APPLY WHAT YOU READ:
[A] Answer these questions from the text on PCOS, one line each:
(i) What percentage of women of reproductive age does PCOS affect worldwide?
(ii) What feature of PCOS does the text give for why the condition can make getting pregnant difficult?
(iii) Which risks does the text list for a PCOS pregnancy?
[B] Write the next part of the text on PCOS, starting after its last sentence.

*** SOURCE EXTRACT ***

Who is impacted by PCOS?
PCOS typically affects women once they start their menstrual cycles or reach the age of puberty.
Worldwide, PCOS affects 8-10% of women of reproductive age and is considered one of the leading causes of infertility. It is estimated that 70-80% of women with PCOS may struggle with infertility, and approximately 7 in 10 women who suffer from the condition, go undiagnosed.
Can you explain how PCOS impacts fertility and pregnancy?
Not all women who are diagnosed with PCOS are infertile. However, since women with PCOS do not ovulate regularly, the condition can lead to difficulties getting pregnant, and many women may need assistance with ovulation. Therefore, it is essential that any patient who has been unsuccessfully trying to get pregnant or has irregular cycles seek guidance from a medical provider to review and discuss the options that could help increase a patient’s chances of getting pregnant.
In addition, women with PCOS are more prone to miscarriages, and this secondary PCOS issue can limit a woman’s ability to achieve a desired term pregnancy. The risks associated with a PCOS pregnancy include miscarriage; gestational diabetes; preeclampsia; high blood pressure; and preterm birth.
What are the symptoms of PCOS?
The symptoms of the condition vary. Some women experience severe symptoms, while others may experience mild ones.

*** End of SOURCE EXTRACT ***
*** EXTRACTED DATA ***

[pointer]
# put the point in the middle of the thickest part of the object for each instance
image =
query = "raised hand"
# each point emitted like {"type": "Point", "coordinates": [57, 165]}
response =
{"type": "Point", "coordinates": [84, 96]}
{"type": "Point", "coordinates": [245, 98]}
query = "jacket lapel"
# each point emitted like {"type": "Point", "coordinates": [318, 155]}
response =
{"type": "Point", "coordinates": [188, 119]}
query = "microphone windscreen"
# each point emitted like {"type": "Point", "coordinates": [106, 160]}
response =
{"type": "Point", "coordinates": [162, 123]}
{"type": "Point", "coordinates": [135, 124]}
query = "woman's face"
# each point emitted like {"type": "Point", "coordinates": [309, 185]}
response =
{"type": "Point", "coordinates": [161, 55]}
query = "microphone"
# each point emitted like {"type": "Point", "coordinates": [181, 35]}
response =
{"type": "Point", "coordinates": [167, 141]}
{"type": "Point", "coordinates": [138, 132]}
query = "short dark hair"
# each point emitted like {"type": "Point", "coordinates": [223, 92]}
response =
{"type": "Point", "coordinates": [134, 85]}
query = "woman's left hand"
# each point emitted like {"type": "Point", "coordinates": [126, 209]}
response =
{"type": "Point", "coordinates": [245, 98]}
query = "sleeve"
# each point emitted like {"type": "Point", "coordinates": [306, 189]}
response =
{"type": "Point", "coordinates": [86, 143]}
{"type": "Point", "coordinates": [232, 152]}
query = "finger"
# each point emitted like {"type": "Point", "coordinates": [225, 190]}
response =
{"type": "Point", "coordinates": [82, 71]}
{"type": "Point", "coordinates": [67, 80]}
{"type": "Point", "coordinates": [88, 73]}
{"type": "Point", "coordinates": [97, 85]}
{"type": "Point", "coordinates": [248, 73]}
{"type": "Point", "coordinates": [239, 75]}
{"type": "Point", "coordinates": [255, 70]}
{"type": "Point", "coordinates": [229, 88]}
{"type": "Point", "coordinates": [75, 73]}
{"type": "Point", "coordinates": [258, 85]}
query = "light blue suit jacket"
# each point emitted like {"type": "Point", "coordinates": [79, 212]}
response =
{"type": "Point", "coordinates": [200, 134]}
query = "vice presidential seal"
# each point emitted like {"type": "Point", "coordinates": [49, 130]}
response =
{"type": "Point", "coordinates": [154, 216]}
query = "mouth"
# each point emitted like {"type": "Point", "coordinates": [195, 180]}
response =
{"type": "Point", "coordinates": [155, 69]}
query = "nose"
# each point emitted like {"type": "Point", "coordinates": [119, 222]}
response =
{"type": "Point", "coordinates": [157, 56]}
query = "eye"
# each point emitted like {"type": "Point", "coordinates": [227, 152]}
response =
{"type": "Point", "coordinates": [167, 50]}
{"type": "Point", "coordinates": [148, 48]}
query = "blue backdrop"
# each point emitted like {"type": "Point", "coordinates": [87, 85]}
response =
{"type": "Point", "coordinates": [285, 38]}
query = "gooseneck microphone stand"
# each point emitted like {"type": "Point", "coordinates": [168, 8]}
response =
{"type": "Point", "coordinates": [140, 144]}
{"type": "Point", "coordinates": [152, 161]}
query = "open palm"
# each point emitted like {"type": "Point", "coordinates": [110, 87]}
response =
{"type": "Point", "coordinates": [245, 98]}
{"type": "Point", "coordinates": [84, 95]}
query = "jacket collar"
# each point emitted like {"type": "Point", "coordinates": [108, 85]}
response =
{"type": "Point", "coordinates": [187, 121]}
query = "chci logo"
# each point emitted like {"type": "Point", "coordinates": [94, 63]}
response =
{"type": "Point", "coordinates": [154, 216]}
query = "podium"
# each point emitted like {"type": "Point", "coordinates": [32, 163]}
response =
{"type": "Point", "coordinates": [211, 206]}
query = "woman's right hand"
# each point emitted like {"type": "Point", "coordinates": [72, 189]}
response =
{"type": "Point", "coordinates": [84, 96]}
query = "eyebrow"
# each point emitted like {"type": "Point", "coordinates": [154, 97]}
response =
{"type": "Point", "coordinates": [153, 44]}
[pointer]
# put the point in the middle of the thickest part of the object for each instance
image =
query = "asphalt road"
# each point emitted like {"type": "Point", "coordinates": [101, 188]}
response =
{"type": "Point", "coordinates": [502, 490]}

*** End of EXTRACTED DATA ***

RESULTS FOR EACH TASK:
[A]
(i) 8-10%
(ii) Women with PCOS do not ovulate regularly.
(iii) Miscarriage, gestational diabetes, preeclampsia, high blood pressure, and preterm birth.

[B]
Symptoms can include irregular menstrual cycles or no periods at all; difficulty becoming pregnant; irregular ovulation or no ovulation at all; depression or mood changes; oily skin; acne; unwanted facial or body hair (hirsutism); thinning hair or hair loss (alopecia); multiple small cysts on the ovaries; and weight problems—being overweight, gaining weight rapidly, or difficulty losing weight.
Would you consider PCOS a serious condition?
PCOS can be a serious condition. Women who go multiple months at a time without a menstrual cycle can be impacted by a thickening in the lining of their uterine cavity. Over the years, this can increase the risk of uterine cancer. Additionally, women with PCOS have an increased risk of cardiovascular diseases like diabetes, coronary artery disease, or hyperlipidemia. Lastly, PCOS can increase the risk of infertility. So, women who want to get pregnant may require medication to promote ovulation and increase their chances of getting pregnant.
What treatments are available for the condition?
Although PCOS cannot be cured, the condition can be managed with the appropriate treatment. The treatment options for PCOS vary and are based on whether or not a woman is actively trying to get pregnant.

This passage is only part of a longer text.